GIVEN REQUEST: Please retype everything from the start of the rows down to the line containing "[[259,688],[261,669],[183,669],[183,688]]", including that line, without changing a character.

DATA ROWS:
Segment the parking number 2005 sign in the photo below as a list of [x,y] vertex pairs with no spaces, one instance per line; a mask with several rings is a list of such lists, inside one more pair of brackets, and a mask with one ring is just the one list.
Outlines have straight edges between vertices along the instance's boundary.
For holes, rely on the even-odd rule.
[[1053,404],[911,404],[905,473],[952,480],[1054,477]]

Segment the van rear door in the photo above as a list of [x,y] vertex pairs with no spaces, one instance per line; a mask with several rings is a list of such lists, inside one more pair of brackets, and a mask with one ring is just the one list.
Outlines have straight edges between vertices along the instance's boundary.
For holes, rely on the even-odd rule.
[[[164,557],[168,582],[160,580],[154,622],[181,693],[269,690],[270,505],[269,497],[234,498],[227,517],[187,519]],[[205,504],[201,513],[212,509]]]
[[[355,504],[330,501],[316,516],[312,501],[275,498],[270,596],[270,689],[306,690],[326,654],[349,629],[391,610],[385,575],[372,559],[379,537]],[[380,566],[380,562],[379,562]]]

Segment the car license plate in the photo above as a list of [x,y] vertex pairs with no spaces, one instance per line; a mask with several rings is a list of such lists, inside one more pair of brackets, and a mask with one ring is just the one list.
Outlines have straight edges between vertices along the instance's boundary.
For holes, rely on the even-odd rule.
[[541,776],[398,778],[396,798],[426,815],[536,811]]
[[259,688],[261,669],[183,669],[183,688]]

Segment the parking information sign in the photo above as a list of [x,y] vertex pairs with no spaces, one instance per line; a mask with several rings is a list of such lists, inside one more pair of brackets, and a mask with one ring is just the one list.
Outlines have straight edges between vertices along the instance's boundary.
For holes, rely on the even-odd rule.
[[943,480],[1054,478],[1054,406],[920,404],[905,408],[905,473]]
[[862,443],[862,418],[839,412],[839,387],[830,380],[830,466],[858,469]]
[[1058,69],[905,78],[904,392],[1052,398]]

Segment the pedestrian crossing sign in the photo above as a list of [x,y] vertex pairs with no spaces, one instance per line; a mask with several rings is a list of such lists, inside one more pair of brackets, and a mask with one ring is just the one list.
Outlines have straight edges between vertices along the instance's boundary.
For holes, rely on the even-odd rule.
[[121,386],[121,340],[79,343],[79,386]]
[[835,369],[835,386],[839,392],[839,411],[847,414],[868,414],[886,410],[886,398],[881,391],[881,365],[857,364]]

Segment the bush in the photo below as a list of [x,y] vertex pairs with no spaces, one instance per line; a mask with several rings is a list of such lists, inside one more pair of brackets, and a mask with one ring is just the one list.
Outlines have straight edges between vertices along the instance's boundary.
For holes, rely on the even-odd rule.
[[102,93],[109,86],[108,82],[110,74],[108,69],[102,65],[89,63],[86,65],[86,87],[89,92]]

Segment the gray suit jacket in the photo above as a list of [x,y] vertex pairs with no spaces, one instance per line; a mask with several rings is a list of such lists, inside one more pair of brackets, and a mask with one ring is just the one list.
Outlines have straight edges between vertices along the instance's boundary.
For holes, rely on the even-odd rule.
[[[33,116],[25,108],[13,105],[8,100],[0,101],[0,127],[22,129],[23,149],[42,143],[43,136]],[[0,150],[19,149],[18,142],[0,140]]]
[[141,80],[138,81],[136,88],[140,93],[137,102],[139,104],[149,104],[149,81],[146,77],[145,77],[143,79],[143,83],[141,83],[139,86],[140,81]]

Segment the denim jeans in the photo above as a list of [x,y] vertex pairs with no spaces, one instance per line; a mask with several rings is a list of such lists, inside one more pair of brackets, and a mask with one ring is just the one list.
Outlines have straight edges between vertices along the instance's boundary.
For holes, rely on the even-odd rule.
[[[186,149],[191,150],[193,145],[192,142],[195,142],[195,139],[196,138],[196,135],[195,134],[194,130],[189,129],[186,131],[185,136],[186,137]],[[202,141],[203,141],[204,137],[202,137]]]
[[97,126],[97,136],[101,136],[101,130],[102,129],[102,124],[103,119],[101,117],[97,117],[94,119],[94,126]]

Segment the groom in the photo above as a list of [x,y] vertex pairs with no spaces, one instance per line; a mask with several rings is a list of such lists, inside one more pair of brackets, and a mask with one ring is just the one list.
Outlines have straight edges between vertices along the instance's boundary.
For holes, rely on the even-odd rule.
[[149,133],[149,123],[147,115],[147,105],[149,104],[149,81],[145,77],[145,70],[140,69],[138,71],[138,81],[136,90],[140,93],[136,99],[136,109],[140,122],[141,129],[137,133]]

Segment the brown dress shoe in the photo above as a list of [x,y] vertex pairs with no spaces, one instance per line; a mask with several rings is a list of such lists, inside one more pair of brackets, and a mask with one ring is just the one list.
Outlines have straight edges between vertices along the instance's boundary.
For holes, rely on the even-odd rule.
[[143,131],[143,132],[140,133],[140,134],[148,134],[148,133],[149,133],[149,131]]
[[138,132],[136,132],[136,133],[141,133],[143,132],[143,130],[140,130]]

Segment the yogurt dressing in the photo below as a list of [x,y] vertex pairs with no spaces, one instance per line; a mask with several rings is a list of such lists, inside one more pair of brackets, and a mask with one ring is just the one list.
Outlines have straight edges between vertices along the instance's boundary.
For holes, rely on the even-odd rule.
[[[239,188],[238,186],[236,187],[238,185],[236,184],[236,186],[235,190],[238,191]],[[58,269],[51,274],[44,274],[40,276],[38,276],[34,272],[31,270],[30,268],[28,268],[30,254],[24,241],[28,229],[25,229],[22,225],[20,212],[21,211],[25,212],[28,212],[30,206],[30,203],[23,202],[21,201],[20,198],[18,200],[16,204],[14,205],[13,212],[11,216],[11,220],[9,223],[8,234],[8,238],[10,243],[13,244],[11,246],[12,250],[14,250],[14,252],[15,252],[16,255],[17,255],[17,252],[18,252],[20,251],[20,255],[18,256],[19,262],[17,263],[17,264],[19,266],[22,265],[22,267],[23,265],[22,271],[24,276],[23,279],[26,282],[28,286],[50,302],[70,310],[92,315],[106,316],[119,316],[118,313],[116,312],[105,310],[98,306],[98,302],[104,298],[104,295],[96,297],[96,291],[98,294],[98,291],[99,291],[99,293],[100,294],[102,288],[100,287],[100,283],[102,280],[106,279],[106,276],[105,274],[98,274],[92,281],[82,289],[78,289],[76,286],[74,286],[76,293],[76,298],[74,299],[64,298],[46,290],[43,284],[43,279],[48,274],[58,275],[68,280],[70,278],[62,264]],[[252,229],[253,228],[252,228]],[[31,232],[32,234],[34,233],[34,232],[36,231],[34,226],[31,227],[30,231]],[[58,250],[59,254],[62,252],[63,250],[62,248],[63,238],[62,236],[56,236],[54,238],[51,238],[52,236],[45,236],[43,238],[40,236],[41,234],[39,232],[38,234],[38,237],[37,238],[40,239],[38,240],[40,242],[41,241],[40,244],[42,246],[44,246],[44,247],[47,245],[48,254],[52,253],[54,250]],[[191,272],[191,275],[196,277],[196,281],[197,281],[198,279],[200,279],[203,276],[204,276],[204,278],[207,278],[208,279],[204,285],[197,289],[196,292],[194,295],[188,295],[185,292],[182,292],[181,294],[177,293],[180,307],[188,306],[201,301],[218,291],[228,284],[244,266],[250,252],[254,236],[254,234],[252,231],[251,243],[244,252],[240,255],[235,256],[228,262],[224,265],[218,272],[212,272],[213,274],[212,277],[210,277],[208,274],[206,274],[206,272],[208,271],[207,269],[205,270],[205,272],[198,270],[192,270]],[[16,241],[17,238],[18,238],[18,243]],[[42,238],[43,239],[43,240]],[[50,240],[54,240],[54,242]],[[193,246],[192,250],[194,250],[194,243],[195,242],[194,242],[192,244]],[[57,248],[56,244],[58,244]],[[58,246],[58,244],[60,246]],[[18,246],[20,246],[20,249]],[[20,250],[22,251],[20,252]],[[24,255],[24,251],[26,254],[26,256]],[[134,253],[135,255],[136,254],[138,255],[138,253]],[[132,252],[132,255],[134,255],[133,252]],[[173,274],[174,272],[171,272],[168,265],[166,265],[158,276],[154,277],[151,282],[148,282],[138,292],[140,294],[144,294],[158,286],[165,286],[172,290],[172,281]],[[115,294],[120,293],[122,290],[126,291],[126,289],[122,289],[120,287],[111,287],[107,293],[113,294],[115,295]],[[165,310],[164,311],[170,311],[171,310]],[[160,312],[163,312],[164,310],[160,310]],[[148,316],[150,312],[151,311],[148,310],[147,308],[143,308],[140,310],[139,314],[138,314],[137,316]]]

CORRECT RESULT:
Segment the parking number 2005 sign in the photo below as a list of [x,y] vertex pairs with no spaces, one instance per line; a mask with several rings is a list of such lists, inside one more pair of brackets, and a mask with one ring is just the one list.
Outlines have straight edges between vertices along the instance's boundary.
For holes, rely on the even-odd rule.
[[1053,404],[911,404],[905,473],[952,480],[1054,477]]

Segment the van rear door in the photo above as a list of [x,y] vertex pairs with no spaces, one instance per line; a mask with several rings is a list of such lists, inside one more pair of brackets, and a mask with one ring is just the one list.
Outlines have straight edges between vertices along the instance's boundary.
For holes, rely on the even-odd rule.
[[[164,557],[168,582],[160,580],[154,622],[181,693],[269,690],[270,505],[269,497],[234,498],[227,517],[187,519]],[[205,504],[201,513],[212,509]]]
[[[355,504],[330,501],[316,516],[312,501],[275,498],[270,596],[270,689],[306,690],[326,654],[349,629],[391,610],[385,575],[372,559],[379,537]],[[380,566],[380,562],[379,562]]]

Segment the car license plate in the photo above as a list of [x,y] vertex pairs with no spaces, one instance per line; a mask with several rings is a list of such lists, inside one more pair of brackets, and a mask with one ring is just the one list.
Outlines have straight edges between vertices along the instance's boundary.
For holes, rely on the even-odd rule.
[[541,776],[398,778],[396,798],[426,815],[536,811]]
[[259,688],[261,669],[183,669],[183,688]]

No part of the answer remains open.